## Supplied material
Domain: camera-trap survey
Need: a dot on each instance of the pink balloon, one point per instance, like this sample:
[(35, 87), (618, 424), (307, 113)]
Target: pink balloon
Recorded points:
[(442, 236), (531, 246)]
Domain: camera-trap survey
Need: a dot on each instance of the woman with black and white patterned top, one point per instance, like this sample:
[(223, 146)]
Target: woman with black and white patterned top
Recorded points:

## Direction
Please output every line of the material above without any change.

## Answer
Domain: camera-trap survey
Need: a dot on each instance of the pink balloon, one point per instance, like this sample:
[(35, 87), (618, 424), (307, 113)]
Target: pink balloon
Recorded points:
[(442, 236), (531, 246)]
Domain: camera-trap survey
Need: a dot on each instance of the woman with black and white patterned top, one point per instance, like this sample:
[(223, 146)]
Target: woman with black and white patterned top
Recorded points:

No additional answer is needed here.